Document excerpt »
+-------+

Last Updated on Saturday, 26 December 2015, 21:00 by GxMediaThe Private Sector Commission (PSC) on Tuesday decided to seek a meeting with A Partnership for National Unity (APNU) to ascertain why that opposition party no longer wants it to observe all sittings of the parliamentary select committee set up to examine proposed amendments to the Anti Money Laundering and Countering of Financing Terrorism (AML/CFT) Act.
“We want to meet with APNU and talk it through to find out why the change. It’s worry when the goal post appears to be moving,” PSC Chairman Ronald Webster told Demerara Waves Online News.
The umbrella business organisation’s executive met earlier Tuesday and said it was astounded by APNU’s stance especially since that opposition coalition on December 10, 2013 had supported the PSC’s proposal that the meetings be held in public. “The PSC finds it inexplicable that APNU would now renege on its undertaking made at a meeting chaired by its leader Brgd.(retd) David Granger and considers this to be a disturbing display of bad faith on the part of the major opposition party,” said the PSC in a statement. The business body had hoped that public hearings would have allowed it, the press and labour organisations to attend.
Webster said the PSC had expected to be properly informed that its presence at the Select Committee meetings was no longer possible.
Opposition members of the Select Committee walked out of Monday night’s meeting after government representatives insisted on voting for a new motion to allow the PSC representatives to sit through any and all of the sessions.
But APNU members would have none of that, saying that it was opposed to the unfettered presence of the PSC in keeping with the Standing Orders governing the press and a previously approved motion. That coalition said it would only accommodate the PSC on an ad hoc basis and as the need arises.
The PSC had asked to be present in the meetings given claims and counter-claims about incorrect procedures being used and committee members being absent.
This latest dispute at the level of the AML/CFT comes as a mid-February deadline nears before the France-based Financial Action Task Force (FATF) decides to impose a global blacklist on Guyana. The business community and government fear that could paralyse incoming and outgoing money transfers for personal and commercial goods including vital imports such as oil and pharmaceuticals.

+-------+

Image point grounding data:
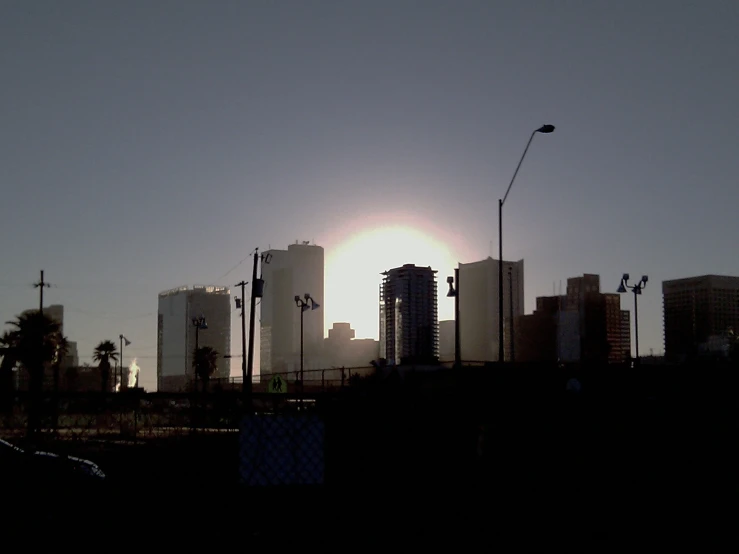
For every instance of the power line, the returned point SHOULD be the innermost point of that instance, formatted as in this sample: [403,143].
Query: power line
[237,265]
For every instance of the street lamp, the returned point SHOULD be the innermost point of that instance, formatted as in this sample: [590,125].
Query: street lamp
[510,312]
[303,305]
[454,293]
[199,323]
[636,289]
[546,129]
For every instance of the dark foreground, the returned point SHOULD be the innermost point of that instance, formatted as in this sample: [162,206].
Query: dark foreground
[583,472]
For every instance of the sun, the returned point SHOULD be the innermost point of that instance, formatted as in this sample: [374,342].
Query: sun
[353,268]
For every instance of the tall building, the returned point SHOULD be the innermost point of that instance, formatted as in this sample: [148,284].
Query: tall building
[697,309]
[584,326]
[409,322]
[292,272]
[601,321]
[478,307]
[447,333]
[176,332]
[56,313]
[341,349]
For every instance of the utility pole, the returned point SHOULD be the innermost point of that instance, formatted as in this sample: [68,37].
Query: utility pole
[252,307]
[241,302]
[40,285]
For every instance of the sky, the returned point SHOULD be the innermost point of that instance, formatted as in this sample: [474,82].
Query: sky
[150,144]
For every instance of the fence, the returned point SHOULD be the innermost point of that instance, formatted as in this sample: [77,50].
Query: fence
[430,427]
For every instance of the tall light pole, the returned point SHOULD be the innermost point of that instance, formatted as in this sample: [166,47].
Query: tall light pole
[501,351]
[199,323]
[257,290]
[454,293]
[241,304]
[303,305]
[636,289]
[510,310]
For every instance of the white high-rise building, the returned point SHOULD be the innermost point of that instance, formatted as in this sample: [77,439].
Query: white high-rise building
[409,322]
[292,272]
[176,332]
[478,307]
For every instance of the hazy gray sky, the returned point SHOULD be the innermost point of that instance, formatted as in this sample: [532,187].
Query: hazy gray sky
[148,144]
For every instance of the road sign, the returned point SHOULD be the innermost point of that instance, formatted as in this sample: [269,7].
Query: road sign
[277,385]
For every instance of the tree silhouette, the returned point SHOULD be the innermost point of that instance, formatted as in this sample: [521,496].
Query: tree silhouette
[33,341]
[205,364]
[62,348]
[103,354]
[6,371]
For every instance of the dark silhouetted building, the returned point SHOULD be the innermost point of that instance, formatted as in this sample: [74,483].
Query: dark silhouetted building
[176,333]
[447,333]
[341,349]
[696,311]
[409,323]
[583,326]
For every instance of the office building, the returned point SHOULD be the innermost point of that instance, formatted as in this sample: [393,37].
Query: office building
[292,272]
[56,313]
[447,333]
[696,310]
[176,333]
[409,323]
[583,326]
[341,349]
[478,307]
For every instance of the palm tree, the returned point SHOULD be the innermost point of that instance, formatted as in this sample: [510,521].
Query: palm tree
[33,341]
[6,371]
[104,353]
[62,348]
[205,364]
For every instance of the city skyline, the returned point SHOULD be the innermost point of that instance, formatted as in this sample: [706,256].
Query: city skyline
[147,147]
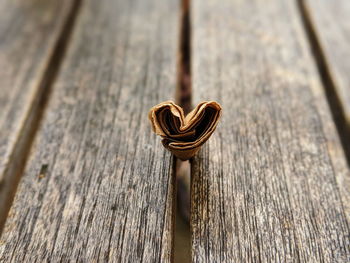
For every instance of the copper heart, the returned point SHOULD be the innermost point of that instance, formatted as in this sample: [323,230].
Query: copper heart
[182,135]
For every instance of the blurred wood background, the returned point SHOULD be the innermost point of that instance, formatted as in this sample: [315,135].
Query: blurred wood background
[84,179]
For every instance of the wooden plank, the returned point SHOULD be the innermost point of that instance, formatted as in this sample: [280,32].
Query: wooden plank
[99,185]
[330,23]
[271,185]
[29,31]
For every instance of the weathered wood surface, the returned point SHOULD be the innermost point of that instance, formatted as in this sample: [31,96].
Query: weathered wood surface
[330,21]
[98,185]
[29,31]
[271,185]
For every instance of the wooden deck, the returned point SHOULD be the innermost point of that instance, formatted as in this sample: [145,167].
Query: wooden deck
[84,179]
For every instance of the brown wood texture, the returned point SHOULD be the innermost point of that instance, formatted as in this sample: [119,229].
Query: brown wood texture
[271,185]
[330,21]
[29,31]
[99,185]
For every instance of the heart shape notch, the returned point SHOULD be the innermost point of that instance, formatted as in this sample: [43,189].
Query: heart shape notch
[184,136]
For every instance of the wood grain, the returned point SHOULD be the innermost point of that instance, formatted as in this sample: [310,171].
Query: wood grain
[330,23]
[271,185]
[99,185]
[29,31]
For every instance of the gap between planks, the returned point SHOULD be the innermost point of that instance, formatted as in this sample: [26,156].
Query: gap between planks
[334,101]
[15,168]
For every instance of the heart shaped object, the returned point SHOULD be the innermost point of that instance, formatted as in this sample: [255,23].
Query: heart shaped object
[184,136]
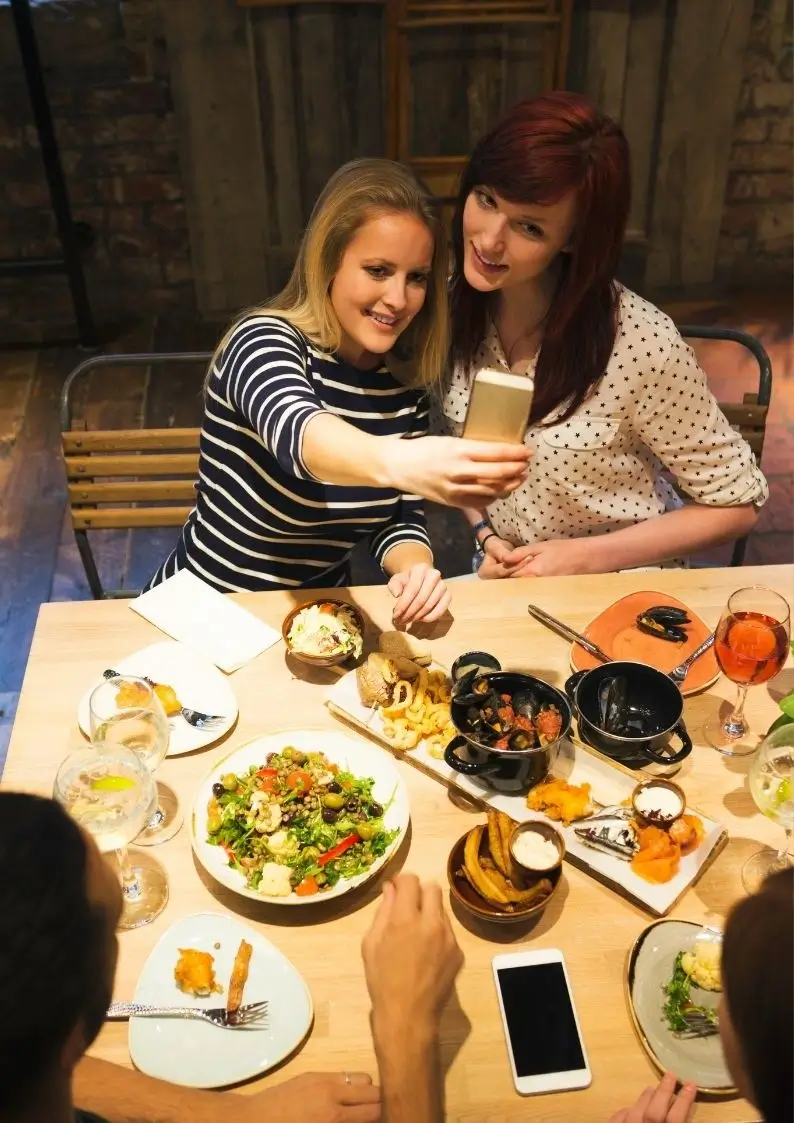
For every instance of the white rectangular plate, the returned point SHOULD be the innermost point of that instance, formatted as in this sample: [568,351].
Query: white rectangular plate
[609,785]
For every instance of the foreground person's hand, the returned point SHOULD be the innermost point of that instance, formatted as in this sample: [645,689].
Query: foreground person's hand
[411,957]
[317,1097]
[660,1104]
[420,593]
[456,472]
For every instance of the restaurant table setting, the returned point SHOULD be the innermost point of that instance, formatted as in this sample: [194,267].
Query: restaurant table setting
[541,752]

+-------+

Your task » Rewrite the article about the PSC and APNU between "The umbrella business" and "organisations to attend.", inclusive, swapping "executive" for "board".

Output »
The umbrella business organisation’s board met earlier Tuesday and said it was astounded by APNU’s stance especially since that opposition coalition on December 10, 2013 had supported the PSC’s proposal that the meetings be held in public. “The PSC finds it inexplicable that APNU would now renege on its undertaking made at a meeting chaired by its leader Brgd.(retd) David Granger and considers this to be a disturbing display of bad faith on the part of the major opposition party,” said the PSC in a statement. The business body had hoped that public hearings would have allowed it, the press and labour organisations to attend.